* **The problem**:
In the data below, which lines contain "strip"? List them by copying each one.

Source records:
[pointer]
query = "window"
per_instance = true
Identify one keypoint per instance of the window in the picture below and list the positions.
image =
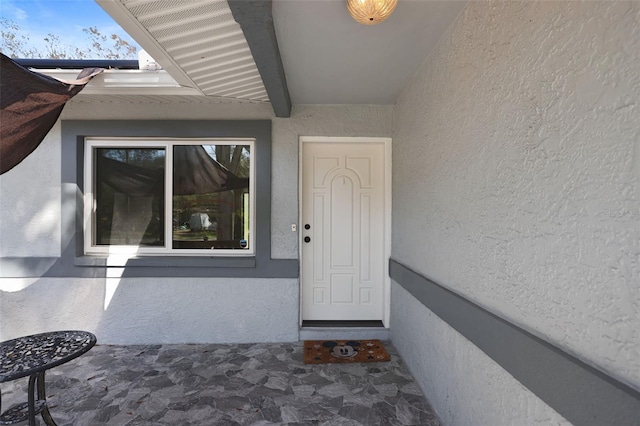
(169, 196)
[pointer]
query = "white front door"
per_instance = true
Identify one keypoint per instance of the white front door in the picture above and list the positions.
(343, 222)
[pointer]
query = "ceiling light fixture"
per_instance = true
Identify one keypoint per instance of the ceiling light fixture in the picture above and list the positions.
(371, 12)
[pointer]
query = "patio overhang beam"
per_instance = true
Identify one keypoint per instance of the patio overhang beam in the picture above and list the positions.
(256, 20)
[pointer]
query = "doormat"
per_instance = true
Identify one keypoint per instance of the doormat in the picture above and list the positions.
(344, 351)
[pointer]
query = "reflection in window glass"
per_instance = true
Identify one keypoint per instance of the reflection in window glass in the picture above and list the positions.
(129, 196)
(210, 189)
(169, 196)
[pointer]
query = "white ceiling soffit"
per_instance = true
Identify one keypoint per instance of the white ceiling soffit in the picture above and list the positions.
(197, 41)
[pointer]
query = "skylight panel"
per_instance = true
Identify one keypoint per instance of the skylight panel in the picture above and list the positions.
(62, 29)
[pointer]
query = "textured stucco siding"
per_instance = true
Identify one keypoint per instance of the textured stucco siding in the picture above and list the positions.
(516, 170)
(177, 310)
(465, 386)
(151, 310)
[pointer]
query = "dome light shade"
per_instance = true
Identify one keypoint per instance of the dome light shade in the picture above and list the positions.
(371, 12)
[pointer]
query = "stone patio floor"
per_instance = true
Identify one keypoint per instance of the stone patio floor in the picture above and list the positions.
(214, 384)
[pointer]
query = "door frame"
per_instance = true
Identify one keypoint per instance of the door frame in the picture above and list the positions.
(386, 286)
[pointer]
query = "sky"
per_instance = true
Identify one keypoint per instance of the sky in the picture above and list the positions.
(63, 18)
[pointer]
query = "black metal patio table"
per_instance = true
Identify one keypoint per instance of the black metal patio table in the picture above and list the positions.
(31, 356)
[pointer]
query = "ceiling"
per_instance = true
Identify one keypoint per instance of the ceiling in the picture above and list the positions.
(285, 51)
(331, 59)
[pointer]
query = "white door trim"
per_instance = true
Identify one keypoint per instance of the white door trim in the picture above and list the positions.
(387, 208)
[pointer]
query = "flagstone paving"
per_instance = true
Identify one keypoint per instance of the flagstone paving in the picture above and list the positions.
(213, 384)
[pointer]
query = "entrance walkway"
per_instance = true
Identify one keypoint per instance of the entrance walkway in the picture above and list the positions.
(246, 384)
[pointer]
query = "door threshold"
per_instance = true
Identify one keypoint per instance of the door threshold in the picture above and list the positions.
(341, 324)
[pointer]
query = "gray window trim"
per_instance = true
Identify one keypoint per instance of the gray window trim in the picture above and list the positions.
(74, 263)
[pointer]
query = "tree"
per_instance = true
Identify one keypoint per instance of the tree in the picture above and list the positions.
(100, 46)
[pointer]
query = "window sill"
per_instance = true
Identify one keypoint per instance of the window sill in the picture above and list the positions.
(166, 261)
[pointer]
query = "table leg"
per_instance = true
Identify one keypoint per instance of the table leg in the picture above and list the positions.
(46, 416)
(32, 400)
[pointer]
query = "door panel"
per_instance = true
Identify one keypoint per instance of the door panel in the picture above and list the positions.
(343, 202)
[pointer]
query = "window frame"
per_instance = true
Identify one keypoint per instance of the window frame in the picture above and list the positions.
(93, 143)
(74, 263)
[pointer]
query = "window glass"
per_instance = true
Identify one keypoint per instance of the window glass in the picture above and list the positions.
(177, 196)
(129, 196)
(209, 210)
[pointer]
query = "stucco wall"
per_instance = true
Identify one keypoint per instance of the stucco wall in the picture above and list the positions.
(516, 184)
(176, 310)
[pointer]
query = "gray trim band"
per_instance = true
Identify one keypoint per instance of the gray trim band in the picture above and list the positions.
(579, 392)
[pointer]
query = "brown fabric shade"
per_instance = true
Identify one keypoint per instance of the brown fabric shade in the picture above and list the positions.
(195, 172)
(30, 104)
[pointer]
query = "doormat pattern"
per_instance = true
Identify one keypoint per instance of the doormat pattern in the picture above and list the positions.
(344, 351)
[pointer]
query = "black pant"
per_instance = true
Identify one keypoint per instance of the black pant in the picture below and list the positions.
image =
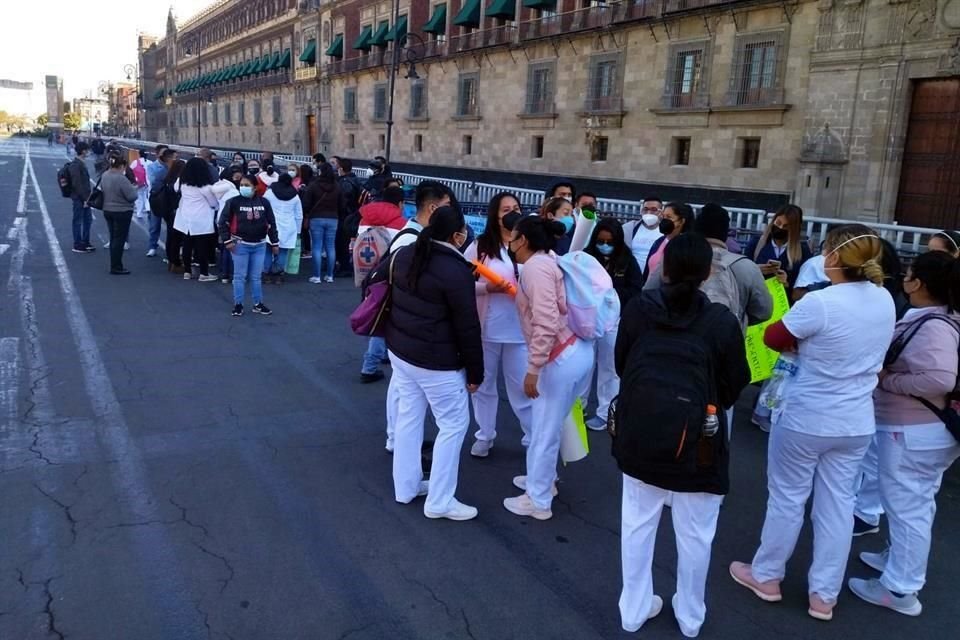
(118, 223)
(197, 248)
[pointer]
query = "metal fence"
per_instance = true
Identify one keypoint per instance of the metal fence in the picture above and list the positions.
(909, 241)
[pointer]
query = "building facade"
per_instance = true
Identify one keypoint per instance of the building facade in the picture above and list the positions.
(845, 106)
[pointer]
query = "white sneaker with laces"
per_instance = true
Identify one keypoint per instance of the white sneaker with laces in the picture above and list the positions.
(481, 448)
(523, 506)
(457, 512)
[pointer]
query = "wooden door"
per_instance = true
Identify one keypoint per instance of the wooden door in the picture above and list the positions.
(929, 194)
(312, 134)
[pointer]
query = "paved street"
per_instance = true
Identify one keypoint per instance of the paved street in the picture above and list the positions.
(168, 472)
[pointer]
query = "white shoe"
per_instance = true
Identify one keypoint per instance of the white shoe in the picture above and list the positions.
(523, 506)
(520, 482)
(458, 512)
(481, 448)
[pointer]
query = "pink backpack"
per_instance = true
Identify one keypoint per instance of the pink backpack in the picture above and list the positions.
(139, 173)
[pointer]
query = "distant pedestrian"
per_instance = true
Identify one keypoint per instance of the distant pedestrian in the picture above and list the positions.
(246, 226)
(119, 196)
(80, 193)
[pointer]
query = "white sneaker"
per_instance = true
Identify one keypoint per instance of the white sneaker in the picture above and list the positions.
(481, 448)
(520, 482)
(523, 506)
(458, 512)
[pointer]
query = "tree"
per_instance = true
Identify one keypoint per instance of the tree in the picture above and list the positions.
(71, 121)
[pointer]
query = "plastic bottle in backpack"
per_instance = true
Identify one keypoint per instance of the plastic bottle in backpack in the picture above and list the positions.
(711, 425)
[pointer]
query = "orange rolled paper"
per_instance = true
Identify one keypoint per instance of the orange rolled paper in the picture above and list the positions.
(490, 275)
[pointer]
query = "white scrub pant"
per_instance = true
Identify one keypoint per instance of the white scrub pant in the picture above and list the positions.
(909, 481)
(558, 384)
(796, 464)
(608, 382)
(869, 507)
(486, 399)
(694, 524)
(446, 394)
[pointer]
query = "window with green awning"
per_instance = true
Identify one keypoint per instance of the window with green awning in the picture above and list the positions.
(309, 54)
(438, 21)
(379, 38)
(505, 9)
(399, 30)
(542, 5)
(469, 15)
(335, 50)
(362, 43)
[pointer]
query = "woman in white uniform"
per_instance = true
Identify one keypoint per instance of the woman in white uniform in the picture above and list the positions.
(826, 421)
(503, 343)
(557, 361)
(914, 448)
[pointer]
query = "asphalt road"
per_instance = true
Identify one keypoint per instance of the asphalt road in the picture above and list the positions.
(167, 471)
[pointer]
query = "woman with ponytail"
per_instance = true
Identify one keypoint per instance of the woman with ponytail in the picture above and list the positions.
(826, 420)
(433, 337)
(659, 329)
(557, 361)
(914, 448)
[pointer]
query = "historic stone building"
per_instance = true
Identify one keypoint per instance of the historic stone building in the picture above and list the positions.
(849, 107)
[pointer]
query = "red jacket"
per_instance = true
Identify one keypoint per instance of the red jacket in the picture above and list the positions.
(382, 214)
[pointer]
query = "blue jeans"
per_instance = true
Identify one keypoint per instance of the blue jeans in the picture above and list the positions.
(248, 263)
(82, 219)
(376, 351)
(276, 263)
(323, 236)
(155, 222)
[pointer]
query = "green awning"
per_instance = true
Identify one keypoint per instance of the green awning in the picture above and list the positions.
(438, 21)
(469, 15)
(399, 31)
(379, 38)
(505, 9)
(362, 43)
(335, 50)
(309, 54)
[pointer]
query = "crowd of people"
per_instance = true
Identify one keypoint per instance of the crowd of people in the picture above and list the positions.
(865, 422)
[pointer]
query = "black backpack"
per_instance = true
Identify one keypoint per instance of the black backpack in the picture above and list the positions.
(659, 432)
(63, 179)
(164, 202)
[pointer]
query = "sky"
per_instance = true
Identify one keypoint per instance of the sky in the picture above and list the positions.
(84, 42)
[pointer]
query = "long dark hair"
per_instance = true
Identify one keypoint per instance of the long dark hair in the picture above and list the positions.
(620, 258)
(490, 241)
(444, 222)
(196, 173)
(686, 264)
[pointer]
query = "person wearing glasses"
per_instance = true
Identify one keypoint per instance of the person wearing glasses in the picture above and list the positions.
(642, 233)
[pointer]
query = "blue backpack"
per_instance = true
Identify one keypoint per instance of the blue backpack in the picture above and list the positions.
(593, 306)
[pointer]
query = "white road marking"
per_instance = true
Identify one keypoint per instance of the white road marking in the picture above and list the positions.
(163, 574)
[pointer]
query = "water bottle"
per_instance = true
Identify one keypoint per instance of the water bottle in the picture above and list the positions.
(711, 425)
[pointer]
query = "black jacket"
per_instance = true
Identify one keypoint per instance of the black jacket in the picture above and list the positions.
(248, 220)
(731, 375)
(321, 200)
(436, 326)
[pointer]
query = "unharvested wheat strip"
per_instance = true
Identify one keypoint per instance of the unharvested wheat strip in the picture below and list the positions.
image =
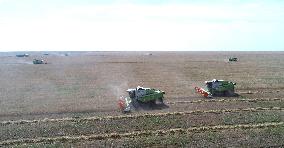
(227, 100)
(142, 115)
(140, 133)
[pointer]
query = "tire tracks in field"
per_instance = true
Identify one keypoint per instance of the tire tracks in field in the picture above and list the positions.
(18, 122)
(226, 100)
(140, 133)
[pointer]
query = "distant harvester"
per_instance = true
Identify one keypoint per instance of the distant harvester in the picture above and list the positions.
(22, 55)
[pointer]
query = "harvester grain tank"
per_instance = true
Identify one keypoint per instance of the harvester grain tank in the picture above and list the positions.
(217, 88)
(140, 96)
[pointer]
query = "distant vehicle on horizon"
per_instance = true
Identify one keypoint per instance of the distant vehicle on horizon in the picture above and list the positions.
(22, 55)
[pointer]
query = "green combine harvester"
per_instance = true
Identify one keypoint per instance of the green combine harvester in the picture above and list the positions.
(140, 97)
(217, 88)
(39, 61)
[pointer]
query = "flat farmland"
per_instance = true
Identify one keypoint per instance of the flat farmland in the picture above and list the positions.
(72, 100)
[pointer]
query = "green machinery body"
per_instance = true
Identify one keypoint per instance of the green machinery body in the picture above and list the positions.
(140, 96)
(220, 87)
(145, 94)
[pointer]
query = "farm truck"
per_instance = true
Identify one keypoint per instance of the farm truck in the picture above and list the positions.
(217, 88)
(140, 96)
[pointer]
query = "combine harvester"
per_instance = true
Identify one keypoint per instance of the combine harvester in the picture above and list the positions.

* **Task solution**:
query = "unharvested wheat strip"
Identify one keypoint per instance of the unharvested wheat strip in the picture below and list the positions.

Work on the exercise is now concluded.